## Do this
How many lines in the listing below contain the word "window"? Give only the number.

## Data excerpts
(begin)

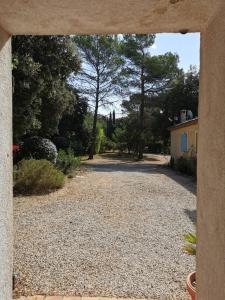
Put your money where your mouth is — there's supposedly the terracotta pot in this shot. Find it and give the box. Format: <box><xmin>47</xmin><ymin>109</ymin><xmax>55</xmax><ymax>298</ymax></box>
<box><xmin>187</xmin><ymin>272</ymin><xmax>196</xmax><ymax>300</ymax></box>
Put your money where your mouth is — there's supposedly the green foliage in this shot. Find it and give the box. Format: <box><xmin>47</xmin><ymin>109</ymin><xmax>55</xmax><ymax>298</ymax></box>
<box><xmin>183</xmin><ymin>232</ymin><xmax>197</xmax><ymax>255</ymax></box>
<box><xmin>113</xmin><ymin>127</ymin><xmax>127</xmax><ymax>152</ymax></box>
<box><xmin>23</xmin><ymin>136</ymin><xmax>58</xmax><ymax>163</ymax></box>
<box><xmin>175</xmin><ymin>156</ymin><xmax>197</xmax><ymax>177</ymax></box>
<box><xmin>104</xmin><ymin>139</ymin><xmax>117</xmax><ymax>152</ymax></box>
<box><xmin>169</xmin><ymin>156</ymin><xmax>175</xmax><ymax>169</ymax></box>
<box><xmin>120</xmin><ymin>34</ymin><xmax>180</xmax><ymax>159</ymax></box>
<box><xmin>12</xmin><ymin>36</ymin><xmax>80</xmax><ymax>141</ymax></box>
<box><xmin>59</xmin><ymin>90</ymin><xmax>89</xmax><ymax>155</ymax></box>
<box><xmin>14</xmin><ymin>159</ymin><xmax>65</xmax><ymax>195</ymax></box>
<box><xmin>56</xmin><ymin>150</ymin><xmax>80</xmax><ymax>175</ymax></box>
<box><xmin>95</xmin><ymin>123</ymin><xmax>106</xmax><ymax>154</ymax></box>
<box><xmin>74</xmin><ymin>35</ymin><xmax>123</xmax><ymax>159</ymax></box>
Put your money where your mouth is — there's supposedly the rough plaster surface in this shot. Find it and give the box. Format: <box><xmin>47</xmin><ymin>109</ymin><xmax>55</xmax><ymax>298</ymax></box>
<box><xmin>197</xmin><ymin>4</ymin><xmax>225</xmax><ymax>300</ymax></box>
<box><xmin>0</xmin><ymin>0</ymin><xmax>225</xmax><ymax>300</ymax></box>
<box><xmin>0</xmin><ymin>29</ymin><xmax>13</xmax><ymax>300</ymax></box>
<box><xmin>0</xmin><ymin>0</ymin><xmax>223</xmax><ymax>34</ymax></box>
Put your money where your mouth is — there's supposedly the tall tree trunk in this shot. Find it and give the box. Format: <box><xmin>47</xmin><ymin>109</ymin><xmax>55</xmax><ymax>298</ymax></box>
<box><xmin>88</xmin><ymin>76</ymin><xmax>99</xmax><ymax>159</ymax></box>
<box><xmin>138</xmin><ymin>67</ymin><xmax>145</xmax><ymax>159</ymax></box>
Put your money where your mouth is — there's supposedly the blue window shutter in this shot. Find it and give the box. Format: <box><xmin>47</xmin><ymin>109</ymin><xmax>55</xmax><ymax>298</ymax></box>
<box><xmin>181</xmin><ymin>132</ymin><xmax>188</xmax><ymax>152</ymax></box>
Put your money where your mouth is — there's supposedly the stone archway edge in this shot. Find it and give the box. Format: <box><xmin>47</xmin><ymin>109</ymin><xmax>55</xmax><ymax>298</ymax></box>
<box><xmin>15</xmin><ymin>295</ymin><xmax>159</xmax><ymax>300</ymax></box>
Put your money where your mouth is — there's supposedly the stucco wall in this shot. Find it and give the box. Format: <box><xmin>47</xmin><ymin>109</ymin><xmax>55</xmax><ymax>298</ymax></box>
<box><xmin>0</xmin><ymin>29</ymin><xmax>13</xmax><ymax>300</ymax></box>
<box><xmin>197</xmin><ymin>5</ymin><xmax>225</xmax><ymax>300</ymax></box>
<box><xmin>170</xmin><ymin>124</ymin><xmax>198</xmax><ymax>158</ymax></box>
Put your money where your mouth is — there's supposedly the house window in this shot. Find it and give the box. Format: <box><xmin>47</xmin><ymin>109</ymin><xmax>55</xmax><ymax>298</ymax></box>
<box><xmin>181</xmin><ymin>132</ymin><xmax>188</xmax><ymax>152</ymax></box>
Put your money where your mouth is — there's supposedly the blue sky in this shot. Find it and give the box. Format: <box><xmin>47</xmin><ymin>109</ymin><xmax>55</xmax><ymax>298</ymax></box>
<box><xmin>99</xmin><ymin>33</ymin><xmax>200</xmax><ymax>117</ymax></box>
<box><xmin>151</xmin><ymin>33</ymin><xmax>200</xmax><ymax>71</ymax></box>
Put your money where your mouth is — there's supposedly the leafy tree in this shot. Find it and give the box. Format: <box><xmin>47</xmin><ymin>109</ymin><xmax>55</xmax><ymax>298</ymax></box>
<box><xmin>120</xmin><ymin>34</ymin><xmax>178</xmax><ymax>159</ymax></box>
<box><xmin>58</xmin><ymin>88</ymin><xmax>89</xmax><ymax>154</ymax></box>
<box><xmin>12</xmin><ymin>36</ymin><xmax>80</xmax><ymax>141</ymax></box>
<box><xmin>74</xmin><ymin>35</ymin><xmax>122</xmax><ymax>159</ymax></box>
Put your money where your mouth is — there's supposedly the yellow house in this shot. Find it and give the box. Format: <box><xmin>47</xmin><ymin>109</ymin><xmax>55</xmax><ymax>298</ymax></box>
<box><xmin>169</xmin><ymin>118</ymin><xmax>198</xmax><ymax>158</ymax></box>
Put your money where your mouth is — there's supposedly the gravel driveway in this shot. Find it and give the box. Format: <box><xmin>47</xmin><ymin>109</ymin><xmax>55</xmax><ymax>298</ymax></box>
<box><xmin>14</xmin><ymin>156</ymin><xmax>196</xmax><ymax>300</ymax></box>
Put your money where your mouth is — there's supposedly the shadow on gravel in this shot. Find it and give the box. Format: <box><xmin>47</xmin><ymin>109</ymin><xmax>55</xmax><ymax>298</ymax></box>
<box><xmin>88</xmin><ymin>158</ymin><xmax>196</xmax><ymax>195</ymax></box>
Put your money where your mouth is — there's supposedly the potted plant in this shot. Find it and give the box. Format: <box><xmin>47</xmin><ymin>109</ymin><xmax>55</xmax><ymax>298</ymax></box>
<box><xmin>183</xmin><ymin>232</ymin><xmax>197</xmax><ymax>300</ymax></box>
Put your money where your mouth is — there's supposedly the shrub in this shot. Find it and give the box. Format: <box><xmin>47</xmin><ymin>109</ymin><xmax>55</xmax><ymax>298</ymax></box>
<box><xmin>56</xmin><ymin>150</ymin><xmax>80</xmax><ymax>175</ymax></box>
<box><xmin>169</xmin><ymin>156</ymin><xmax>175</xmax><ymax>169</ymax></box>
<box><xmin>23</xmin><ymin>136</ymin><xmax>58</xmax><ymax>163</ymax></box>
<box><xmin>52</xmin><ymin>136</ymin><xmax>70</xmax><ymax>150</ymax></box>
<box><xmin>183</xmin><ymin>232</ymin><xmax>197</xmax><ymax>255</ymax></box>
<box><xmin>13</xmin><ymin>159</ymin><xmax>65</xmax><ymax>195</ymax></box>
<box><xmin>175</xmin><ymin>157</ymin><xmax>197</xmax><ymax>177</ymax></box>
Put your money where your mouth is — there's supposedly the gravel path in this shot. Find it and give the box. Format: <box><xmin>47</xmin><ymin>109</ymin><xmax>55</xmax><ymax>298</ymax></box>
<box><xmin>14</xmin><ymin>157</ymin><xmax>196</xmax><ymax>300</ymax></box>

(end)

## Correct result
2